* **Tasks and exercises**
a – Name every answer choice that the ratio problem below offers.
b – Answer these from the ratio problem below:
(i) Which option does it mark as correct?
(ii) What is Step 2 titled?
(iii) What update date does it show?

───── Text extract

Question:easy

The ratio in which the point \[ (3,4) \] divides the line segment joining \[ (1,2) \] and \[ (5,6) \] is:

Show Hint

If the coordinates of a point are exactly the averages of the corresponding coordinates of the endpoints, then the point is the midpoint and divides the segment in the ratio \(1:1\).
Updated On: Jun 10, 2026
  • \(1:1\)
  • \(1:2\)
  • \(2:1\)
  • \(3:1\)
Show Solution

The Correct Option is A

Solution and Explanation

Step 1: Set up the problem.
We want the ratio in which the point $(3,4)$ splits the segment joining $(1,2)$ and $(5,6)$.

Step 2: Recall the section formula.
If a point divides the join of $(x_1,y_1)$ and $(x_2,y_2)$ in ratio $k:1$, its coordinates are $\left(\dfrac{kx_2+x_1}{k+1},\dfrac{ky_2+y_1}{k+1}\right)$.

──────────
───── Records supplied

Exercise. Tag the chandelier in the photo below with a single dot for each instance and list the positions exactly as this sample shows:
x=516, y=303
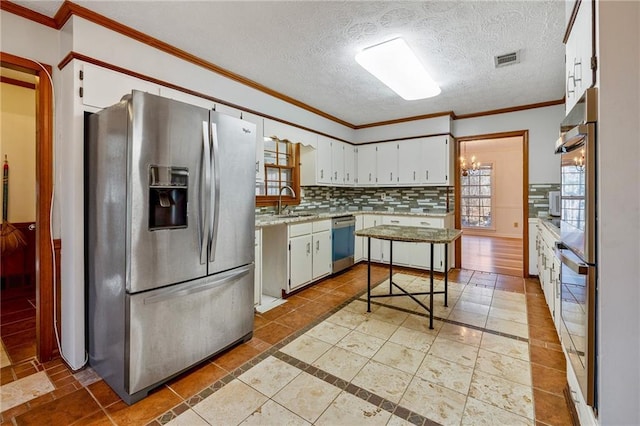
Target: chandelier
x=471, y=168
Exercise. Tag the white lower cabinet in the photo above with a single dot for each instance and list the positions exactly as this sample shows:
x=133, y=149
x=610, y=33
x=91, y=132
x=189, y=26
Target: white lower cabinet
x=257, y=288
x=309, y=252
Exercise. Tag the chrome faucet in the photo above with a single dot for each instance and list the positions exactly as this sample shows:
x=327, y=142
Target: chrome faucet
x=293, y=194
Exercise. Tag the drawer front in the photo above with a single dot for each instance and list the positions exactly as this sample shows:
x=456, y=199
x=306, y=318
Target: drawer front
x=298, y=229
x=321, y=225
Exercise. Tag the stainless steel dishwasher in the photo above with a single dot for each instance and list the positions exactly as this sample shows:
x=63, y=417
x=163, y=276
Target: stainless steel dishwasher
x=343, y=240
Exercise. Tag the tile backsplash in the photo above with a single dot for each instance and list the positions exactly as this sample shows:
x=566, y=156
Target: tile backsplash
x=417, y=199
x=539, y=198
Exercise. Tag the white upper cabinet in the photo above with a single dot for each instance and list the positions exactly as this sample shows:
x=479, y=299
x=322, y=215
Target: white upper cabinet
x=337, y=162
x=411, y=162
x=350, y=166
x=579, y=54
x=436, y=160
x=366, y=158
x=387, y=163
x=102, y=87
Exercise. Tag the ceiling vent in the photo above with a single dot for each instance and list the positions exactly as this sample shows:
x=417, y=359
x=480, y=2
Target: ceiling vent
x=507, y=59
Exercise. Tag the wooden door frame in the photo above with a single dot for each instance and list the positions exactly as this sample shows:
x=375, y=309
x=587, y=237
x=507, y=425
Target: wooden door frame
x=524, y=134
x=45, y=338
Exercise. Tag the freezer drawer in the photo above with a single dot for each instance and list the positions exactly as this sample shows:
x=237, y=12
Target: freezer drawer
x=174, y=328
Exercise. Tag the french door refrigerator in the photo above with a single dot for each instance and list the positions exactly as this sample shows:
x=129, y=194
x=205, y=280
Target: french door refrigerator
x=170, y=230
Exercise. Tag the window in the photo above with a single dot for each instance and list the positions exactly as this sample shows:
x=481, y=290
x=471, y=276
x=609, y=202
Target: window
x=477, y=198
x=281, y=168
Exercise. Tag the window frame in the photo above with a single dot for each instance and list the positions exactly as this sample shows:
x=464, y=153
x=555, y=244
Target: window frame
x=272, y=200
x=490, y=197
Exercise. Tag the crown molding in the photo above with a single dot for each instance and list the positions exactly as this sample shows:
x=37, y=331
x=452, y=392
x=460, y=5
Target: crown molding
x=69, y=9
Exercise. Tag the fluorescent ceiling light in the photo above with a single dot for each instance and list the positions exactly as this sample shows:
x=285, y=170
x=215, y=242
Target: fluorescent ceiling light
x=393, y=63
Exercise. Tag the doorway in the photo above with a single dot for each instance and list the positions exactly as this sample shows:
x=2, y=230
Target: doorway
x=36, y=287
x=491, y=203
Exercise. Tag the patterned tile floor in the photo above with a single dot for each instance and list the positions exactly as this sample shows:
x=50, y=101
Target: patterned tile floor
x=492, y=358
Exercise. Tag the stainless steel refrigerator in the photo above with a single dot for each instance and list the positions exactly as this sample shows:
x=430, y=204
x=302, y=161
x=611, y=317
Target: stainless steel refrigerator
x=170, y=229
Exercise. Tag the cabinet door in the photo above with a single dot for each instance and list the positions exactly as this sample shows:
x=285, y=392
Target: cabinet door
x=410, y=162
x=349, y=164
x=323, y=161
x=300, y=261
x=367, y=173
x=321, y=254
x=259, y=122
x=435, y=160
x=103, y=88
x=387, y=163
x=376, y=247
x=337, y=162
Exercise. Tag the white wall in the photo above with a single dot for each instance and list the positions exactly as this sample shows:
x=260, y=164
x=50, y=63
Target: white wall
x=618, y=212
x=543, y=125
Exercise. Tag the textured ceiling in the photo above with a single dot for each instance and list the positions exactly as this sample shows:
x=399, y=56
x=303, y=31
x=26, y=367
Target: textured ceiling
x=305, y=49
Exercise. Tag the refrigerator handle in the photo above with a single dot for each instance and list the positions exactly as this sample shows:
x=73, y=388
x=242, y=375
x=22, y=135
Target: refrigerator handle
x=216, y=192
x=204, y=198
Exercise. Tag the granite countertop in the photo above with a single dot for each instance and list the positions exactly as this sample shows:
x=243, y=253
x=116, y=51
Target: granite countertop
x=413, y=234
x=311, y=215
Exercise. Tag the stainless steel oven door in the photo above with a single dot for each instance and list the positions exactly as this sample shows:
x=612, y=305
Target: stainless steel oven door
x=577, y=310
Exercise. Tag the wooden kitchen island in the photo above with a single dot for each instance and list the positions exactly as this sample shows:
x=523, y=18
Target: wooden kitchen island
x=411, y=234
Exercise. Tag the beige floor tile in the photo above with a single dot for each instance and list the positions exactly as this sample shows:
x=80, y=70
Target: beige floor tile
x=400, y=357
x=468, y=306
x=347, y=409
x=466, y=335
x=482, y=414
x=435, y=402
x=306, y=348
x=502, y=393
x=234, y=402
x=412, y=339
x=508, y=305
x=383, y=380
x=270, y=376
x=272, y=413
x=25, y=389
x=307, y=396
x=188, y=418
x=420, y=323
x=508, y=315
x=454, y=351
x=505, y=345
x=360, y=343
x=392, y=316
x=346, y=318
x=328, y=332
x=377, y=328
x=512, y=369
x=341, y=363
x=508, y=327
x=469, y=318
x=445, y=373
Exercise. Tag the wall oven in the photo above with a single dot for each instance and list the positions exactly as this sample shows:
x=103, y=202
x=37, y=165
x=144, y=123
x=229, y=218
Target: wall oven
x=577, y=247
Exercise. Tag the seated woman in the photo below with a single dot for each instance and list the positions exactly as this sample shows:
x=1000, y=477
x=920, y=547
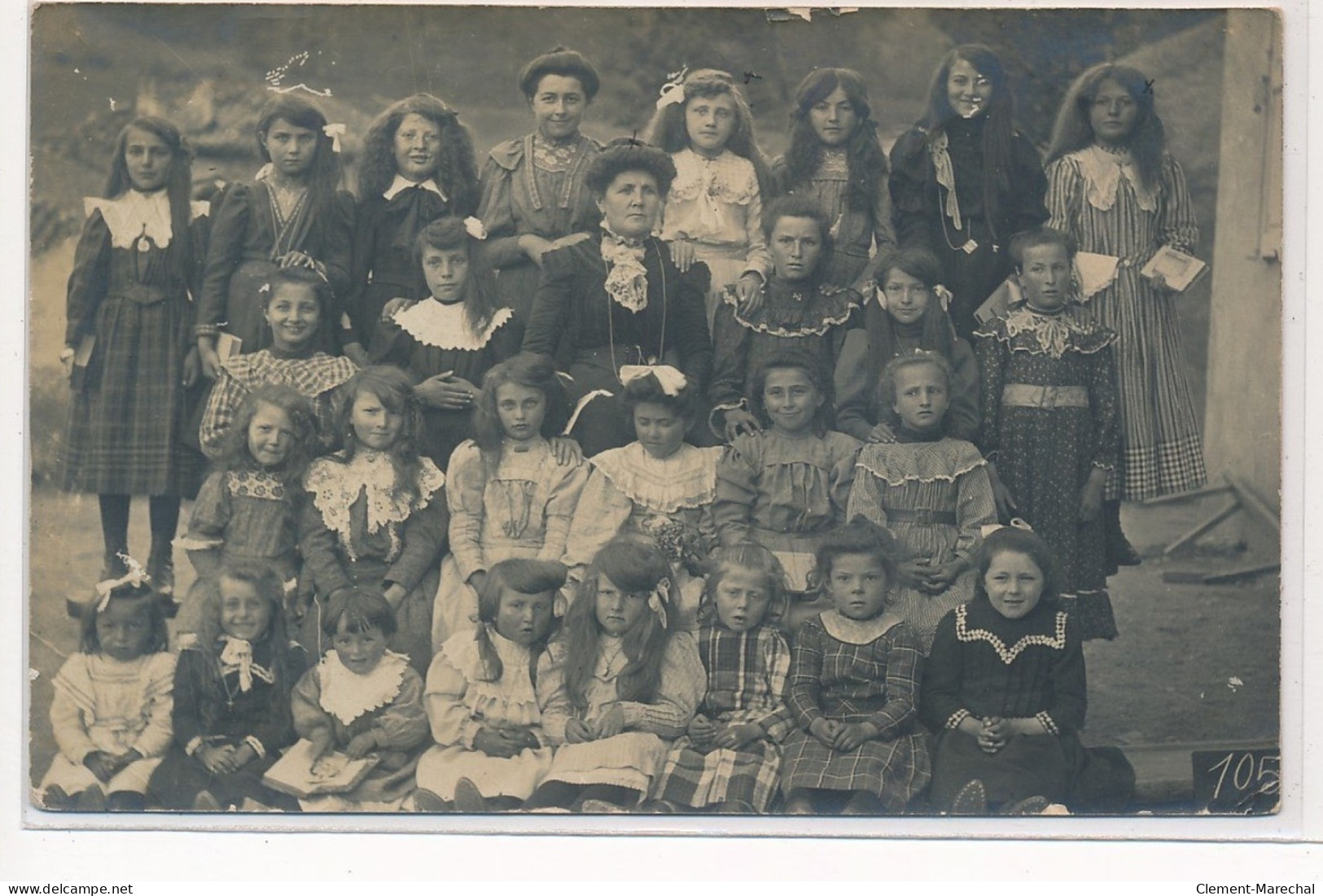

──────────

* **Task-by-task results**
a –
1:1
1:2
2:1
3:1

b –
(i) Option A
(ii) Recall the section formula.
(iii) Jun 10, 2026